95% CI: if we repeated this experiment 100 times, ~95 intervals would contain the true parameter.

Width

Narrower CI = more precise. Wider with smaller n, larger σ, higher confidence level.

05 Regression Analysis ▼

STATSRegression analysis

# Simple linear regression: y = β₀ + β₁x + ε
# β₁ = Σ(xᵢ-x̄)(yᵢ-ȳ) / Σ(xᵢ-x̄)²
# β₀ = ȳ - β₁x̄

# Multiple regression: y = β₀ + β₁x₁ + β₂x₂ + ... + ε

from sklearn.linear_model import LinearRegression
from sklearn.metrics import r2_score, mean_squared_error
import numpy as np

model = LinearRegression()
model.fit(X_train, y_train)
y_pred = model.predict(X_test)

# Evaluation metrics
r2   = r2_score(y_test, y_pred)           # 0-1, higher better
mse  = mean_squared_error(y_test, y_pred)
rmse = np.sqrt(mse)                        # same units as y
mae  = np.mean(np.abs(y_test - y_pred))

print(f'R²: {r2:.3f}')
print(f'RMSE: {rmse:.3f}')
print(f'Coefficients: {model.coef_}')

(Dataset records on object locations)
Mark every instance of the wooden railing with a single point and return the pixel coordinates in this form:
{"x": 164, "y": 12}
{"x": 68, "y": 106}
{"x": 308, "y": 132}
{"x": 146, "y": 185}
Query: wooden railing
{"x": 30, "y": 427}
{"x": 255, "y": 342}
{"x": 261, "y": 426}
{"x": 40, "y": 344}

Direction 1: Copy the portion of the regression text from "from sklearn.linear_model import" to "y_pred = model.predict(X_test)" word for word.
Direction 2: Reproduce every line of the records verbatim.

Exercise answer 1:
from sklearn.linear_model import LinearRegression
from sklearn.metrics import r2_score, mean_squared_error
import numpy as np

model = LinearRegression()
model.fit(X_train, y_train)
y_pred = model.predict(X_test)

Exercise answer 2:
Mark every instance of the wooden railing with a single point and return the pixel coordinates in this form:
{"x": 164, "y": 12}
{"x": 68, "y": 106}
{"x": 308, "y": 132}
{"x": 146, "y": 185}
Query: wooden railing
{"x": 30, "y": 427}
{"x": 255, "y": 342}
{"x": 261, "y": 426}
{"x": 40, "y": 344}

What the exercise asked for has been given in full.